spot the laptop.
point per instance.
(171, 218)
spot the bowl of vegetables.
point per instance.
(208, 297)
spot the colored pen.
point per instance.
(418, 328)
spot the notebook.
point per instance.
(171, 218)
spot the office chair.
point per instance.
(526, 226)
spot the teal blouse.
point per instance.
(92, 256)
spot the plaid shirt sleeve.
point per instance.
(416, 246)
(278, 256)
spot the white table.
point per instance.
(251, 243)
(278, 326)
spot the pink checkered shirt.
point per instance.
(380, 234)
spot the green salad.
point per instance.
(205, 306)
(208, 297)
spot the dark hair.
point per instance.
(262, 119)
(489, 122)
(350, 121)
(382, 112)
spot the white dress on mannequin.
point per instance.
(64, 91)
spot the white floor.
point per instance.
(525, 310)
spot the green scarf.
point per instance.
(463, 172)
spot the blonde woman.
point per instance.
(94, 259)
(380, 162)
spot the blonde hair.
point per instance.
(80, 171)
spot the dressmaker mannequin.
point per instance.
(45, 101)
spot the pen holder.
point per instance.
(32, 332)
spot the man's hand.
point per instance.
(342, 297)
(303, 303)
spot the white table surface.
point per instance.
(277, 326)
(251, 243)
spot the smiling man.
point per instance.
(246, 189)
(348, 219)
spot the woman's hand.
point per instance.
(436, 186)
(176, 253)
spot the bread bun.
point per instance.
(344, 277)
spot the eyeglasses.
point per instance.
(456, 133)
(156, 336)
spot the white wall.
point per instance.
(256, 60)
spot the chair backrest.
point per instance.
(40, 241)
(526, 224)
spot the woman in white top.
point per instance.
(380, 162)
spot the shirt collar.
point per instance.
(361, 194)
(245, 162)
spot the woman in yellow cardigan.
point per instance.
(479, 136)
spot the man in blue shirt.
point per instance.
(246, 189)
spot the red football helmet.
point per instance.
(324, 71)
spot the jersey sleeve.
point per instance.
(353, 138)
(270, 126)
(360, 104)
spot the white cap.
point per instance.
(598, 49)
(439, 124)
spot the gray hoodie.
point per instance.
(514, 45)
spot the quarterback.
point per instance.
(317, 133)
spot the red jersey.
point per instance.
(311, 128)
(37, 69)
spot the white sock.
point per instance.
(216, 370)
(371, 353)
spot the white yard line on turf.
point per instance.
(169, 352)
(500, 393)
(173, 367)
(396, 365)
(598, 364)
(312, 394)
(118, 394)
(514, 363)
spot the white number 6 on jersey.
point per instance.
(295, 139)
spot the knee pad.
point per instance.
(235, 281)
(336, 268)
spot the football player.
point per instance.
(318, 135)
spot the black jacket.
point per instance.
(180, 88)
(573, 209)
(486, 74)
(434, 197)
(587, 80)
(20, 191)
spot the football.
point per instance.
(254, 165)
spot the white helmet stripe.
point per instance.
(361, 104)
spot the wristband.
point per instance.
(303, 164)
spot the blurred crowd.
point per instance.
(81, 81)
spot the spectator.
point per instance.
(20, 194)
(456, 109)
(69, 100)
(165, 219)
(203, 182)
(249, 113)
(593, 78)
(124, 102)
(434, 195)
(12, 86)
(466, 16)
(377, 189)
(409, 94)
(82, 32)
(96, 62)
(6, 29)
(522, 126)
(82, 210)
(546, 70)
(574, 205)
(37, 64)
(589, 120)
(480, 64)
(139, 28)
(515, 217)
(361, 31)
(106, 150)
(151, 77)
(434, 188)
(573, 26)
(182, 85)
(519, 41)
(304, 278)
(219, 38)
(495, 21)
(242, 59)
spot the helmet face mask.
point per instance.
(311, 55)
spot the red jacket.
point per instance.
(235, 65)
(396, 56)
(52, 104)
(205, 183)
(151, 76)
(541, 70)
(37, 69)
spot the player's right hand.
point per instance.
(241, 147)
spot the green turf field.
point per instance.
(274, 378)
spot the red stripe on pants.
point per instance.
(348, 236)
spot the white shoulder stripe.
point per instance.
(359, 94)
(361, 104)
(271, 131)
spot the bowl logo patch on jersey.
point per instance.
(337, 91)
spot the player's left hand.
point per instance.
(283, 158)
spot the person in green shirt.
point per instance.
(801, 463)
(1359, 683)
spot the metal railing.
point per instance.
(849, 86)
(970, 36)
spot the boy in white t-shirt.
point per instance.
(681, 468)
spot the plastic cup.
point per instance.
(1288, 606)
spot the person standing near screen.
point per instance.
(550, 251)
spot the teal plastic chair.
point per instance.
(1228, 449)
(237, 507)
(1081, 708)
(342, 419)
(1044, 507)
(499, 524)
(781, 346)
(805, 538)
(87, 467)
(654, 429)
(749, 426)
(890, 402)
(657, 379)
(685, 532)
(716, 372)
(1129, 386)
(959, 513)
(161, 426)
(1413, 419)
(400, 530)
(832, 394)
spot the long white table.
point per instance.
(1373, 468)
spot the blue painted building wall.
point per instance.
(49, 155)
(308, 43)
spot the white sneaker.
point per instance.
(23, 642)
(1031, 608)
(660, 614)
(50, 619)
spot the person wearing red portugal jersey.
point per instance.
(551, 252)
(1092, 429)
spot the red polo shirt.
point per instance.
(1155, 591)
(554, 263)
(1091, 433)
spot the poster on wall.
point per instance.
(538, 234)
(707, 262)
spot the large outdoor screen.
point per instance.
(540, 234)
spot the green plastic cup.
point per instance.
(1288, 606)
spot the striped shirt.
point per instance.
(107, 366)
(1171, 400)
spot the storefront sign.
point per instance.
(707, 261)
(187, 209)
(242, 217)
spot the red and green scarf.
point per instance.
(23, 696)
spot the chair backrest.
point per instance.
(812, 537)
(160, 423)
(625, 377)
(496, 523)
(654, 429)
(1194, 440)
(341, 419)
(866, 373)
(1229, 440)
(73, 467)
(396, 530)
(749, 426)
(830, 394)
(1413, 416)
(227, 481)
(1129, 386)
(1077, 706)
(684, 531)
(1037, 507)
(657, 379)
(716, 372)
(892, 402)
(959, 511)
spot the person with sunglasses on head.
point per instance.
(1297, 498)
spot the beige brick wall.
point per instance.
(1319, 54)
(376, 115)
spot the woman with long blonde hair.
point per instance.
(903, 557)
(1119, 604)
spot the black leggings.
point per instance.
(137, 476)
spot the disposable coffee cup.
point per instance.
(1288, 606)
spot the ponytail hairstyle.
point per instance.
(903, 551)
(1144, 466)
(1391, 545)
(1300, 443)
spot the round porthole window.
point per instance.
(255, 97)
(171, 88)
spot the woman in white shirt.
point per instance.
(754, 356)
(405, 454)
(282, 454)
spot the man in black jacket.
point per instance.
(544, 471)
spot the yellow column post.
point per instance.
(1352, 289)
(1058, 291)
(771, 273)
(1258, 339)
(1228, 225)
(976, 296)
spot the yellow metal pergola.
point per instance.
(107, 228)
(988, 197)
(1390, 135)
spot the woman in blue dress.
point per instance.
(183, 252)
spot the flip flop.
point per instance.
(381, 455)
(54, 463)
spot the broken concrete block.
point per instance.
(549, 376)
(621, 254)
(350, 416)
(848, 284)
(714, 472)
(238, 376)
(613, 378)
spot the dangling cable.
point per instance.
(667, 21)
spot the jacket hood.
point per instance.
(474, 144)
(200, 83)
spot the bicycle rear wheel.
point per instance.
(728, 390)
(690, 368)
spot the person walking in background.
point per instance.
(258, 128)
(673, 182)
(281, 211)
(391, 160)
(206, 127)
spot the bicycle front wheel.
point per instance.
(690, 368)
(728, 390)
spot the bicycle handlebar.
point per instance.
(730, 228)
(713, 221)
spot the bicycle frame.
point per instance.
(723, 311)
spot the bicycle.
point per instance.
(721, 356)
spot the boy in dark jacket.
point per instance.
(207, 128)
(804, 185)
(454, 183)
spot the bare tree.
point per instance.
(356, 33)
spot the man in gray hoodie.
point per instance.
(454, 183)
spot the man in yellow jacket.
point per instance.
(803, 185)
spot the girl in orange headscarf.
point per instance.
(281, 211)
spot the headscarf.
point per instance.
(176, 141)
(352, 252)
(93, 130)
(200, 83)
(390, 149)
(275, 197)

....................

DIRECTION.
Recast the records from the line with "spot the plastic cup." to the line with "(1092, 429)", both included, as a JSON list of strings with one string per line and no blank lines.

FINAL RESULT.
[
  "spot the plastic cup.",
  "point per instance.",
  "(1288, 606)",
  "spot the person standing near screen.",
  "point per instance.",
  "(550, 251)",
  "spot the teal plastic chair.",
  "point per instance.",
  "(1228, 449)",
  "(237, 507)",
  "(1081, 708)",
  "(342, 419)",
  "(1044, 507)",
  "(499, 524)",
  "(781, 346)",
  "(805, 538)",
  "(87, 467)",
  "(654, 429)",
  "(749, 426)",
  "(890, 402)",
  "(657, 379)",
  "(685, 532)",
  "(716, 372)",
  "(1129, 386)",
  "(959, 513)",
  "(161, 426)",
  "(1413, 419)",
  "(400, 530)",
  "(832, 394)",
  "spot the long white table.",
  "point per instance.",
  "(1373, 468)",
  "spot the blue painted building wall.",
  "point per instance.",
  "(49, 155)",
  "(308, 43)",
  "spot the white sneaker.",
  "point per instance.",
  "(23, 642)",
  "(1031, 608)",
  "(660, 614)",
  "(50, 619)",
  "spot the person wearing red portugal jersey.",
  "point per instance.",
  "(551, 252)",
  "(1092, 429)"
]